HONG KONG: Thousands of Hong Kongers held vigils on Friday night for a student who died from a fall during recent protester clashes with police, triggering renewed violence.

Although the precise chain of events leading to 22-year-old Alex Chow’s fall last weekend is unclear and disputed, his death on Friday morning was the first student fatality during five months of demonstrations.

Protesters have made alleged police brutality one of their movement’s rallying cries and have seized on the death.

At the spot where Chow fell, thousands queued for hours in snaking lines to lay flowers, light candles and write condolence messages.

Activists also blocked roads and trashed subway station entrances, sparking cat and mouse confrontations with the police in multiple neighbourhoods.

In one incident, a group of outnumbered officers were surrounded in Yau Ma Tei district, forcing one to fire a warning shot, a police source said.

The death sent tensions soaring once more in a city reeling from five months of political chaos.

“Today we mourn the loss of a freedom fighter in Hong Kong,” Joshua Wong, a prominent pro-democracy campaigner, said on Twitter.

“The atmosphere in Hong Kong is like a ticking bomb,” added Lo Kin-hei, a local pro-democracy councillor and activist. “HKers don’t trust the police will give us the truth.”

Police have repeatedly denied any allegations of wrongdoing in relation to Chow’s death.

The lead officer in the case, Superi­nten­dent Ewing Wu, again insisted on Friday that police were not at fault.

“As for the allegations that police chased the deceased or that we pushed him and caused him to fall, the police hereby make a solemn statement again that nothing of the kind happened,” Wu told reporters.

Chow was taken to hospital early on Monday morning following clashes between police and protesters in the middle-class district of Tseung Kwan O. He died on Friday morning after failing to emerge from a coma.

He had been found lying unconscious in a pool of blood inside a multi-storey car park that police had fired tear gas towards.

Protesters had been hurling objects from the building, in the type of confrontation that has become routine. The car park has become a makeshift memorial with mourners laying down a growing sea of white flowers, sticky-note messages and paper cranes.

◆ ◆ ◆

[WORK INSTRUCTIONS]:
**1.** In the Hong Kong news report above, where was Alex Chow found unconscious?
**2.** Summarize the Hong Kong news report above in two sentences.

◆ ◆ ◆

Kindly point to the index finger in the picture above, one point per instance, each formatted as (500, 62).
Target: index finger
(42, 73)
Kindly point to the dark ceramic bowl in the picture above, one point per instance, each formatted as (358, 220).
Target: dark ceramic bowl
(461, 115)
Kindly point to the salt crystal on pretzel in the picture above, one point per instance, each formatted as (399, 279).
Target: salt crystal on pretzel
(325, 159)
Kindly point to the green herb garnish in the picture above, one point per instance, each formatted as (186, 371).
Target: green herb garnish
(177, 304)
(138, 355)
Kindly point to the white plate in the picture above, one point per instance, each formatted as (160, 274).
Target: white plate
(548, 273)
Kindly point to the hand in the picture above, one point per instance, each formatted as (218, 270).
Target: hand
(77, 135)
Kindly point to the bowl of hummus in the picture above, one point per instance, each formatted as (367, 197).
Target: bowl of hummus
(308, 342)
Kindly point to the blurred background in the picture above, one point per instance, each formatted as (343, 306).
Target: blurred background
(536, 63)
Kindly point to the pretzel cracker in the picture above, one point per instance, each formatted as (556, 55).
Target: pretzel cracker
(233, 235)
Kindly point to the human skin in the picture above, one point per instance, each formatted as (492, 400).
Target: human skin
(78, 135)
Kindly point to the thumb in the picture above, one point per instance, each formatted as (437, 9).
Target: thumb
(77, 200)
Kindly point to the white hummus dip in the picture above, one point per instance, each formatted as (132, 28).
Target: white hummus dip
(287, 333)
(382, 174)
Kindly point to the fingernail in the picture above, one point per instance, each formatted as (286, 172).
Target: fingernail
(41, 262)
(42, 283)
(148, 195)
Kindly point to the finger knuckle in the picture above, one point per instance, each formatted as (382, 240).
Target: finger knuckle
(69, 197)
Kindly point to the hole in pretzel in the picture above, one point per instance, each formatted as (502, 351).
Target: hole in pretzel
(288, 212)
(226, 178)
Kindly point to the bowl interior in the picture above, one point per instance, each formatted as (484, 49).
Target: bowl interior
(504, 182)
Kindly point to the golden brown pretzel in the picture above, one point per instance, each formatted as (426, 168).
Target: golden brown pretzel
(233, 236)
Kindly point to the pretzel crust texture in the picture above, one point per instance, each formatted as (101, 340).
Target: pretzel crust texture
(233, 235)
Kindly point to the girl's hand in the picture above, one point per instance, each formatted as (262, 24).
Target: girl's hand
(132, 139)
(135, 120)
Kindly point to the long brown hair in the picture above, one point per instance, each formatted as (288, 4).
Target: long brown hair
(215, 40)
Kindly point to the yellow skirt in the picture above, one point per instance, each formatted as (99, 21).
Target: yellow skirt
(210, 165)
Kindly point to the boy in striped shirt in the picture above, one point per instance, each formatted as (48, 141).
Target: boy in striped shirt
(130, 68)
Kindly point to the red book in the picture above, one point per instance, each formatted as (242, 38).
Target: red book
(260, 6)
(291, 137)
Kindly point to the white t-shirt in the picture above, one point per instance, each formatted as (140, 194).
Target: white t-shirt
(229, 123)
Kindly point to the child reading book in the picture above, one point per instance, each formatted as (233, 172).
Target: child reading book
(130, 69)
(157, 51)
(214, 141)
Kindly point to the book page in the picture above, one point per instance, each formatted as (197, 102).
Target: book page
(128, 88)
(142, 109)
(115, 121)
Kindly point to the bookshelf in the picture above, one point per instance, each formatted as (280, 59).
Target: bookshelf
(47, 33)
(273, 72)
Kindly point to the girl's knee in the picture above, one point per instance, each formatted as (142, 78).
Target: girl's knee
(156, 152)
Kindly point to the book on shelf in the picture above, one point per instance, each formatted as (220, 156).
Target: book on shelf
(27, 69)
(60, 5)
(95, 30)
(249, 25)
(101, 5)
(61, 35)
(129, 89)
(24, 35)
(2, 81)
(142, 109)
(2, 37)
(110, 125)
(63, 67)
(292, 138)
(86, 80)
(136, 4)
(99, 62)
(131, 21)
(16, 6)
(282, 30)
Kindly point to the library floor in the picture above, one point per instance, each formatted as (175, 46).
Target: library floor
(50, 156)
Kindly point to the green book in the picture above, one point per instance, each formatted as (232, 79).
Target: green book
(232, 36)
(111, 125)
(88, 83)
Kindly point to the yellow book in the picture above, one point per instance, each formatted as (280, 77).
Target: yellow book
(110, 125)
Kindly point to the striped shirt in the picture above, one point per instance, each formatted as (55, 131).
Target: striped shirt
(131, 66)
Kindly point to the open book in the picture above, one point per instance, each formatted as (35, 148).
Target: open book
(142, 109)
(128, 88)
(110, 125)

◆ ◆ ◆

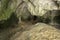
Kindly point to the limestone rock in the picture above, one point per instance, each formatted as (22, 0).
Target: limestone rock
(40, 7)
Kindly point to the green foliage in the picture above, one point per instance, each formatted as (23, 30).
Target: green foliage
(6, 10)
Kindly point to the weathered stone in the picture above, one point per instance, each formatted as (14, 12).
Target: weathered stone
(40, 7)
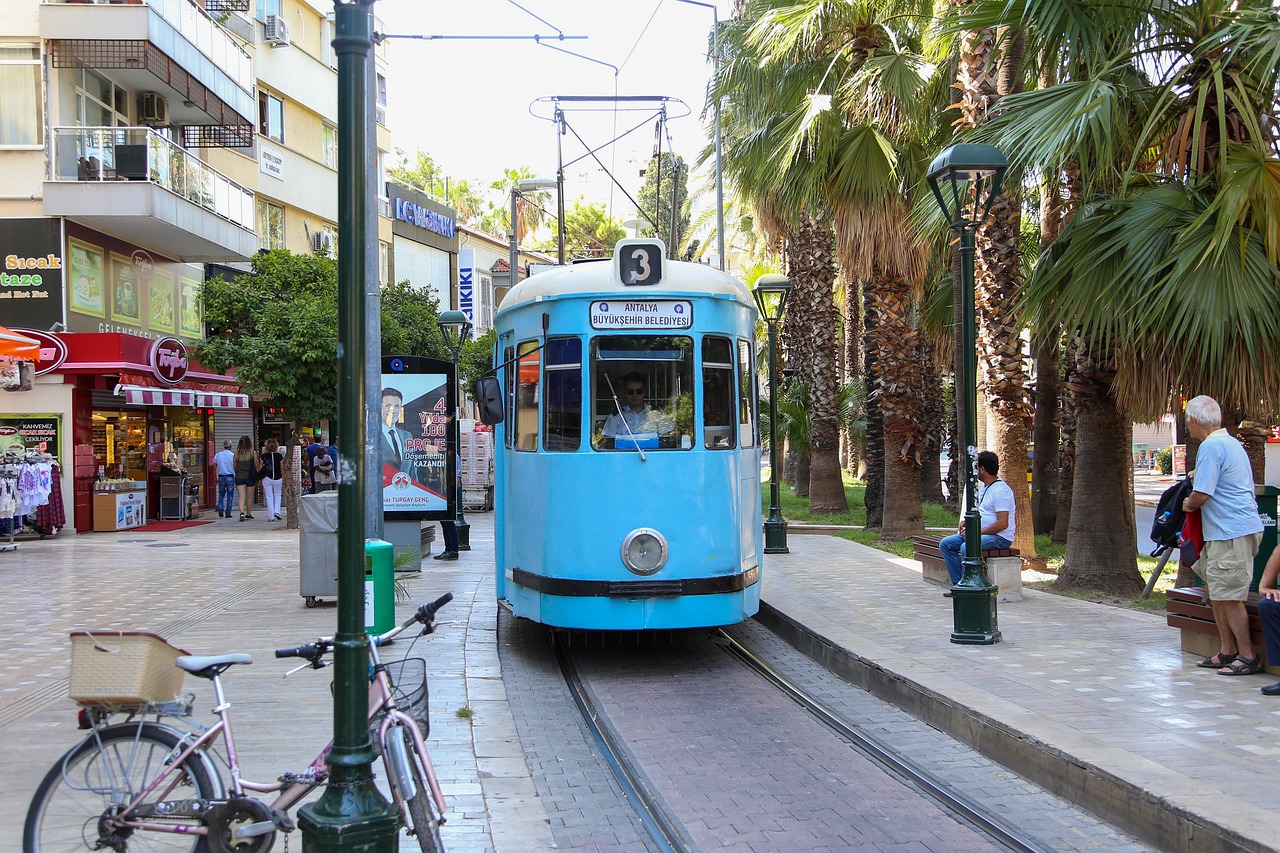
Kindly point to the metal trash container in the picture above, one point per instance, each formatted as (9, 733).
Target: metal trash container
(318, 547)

◆ ◆ ◆

[TASK-BY-TASK RESULTS]:
**1.** Inside a multi-storey car park that police had fired tear gas towards.

**2.** Thousands of Hong Kongers held vigils for 22-year-old student Alex Chow, the first student fatality in five months of protests, who died after falling during clashes with police. His death triggered renewed violence and raised tensions, while police repeatedly denied any wrongdoing in relation to it.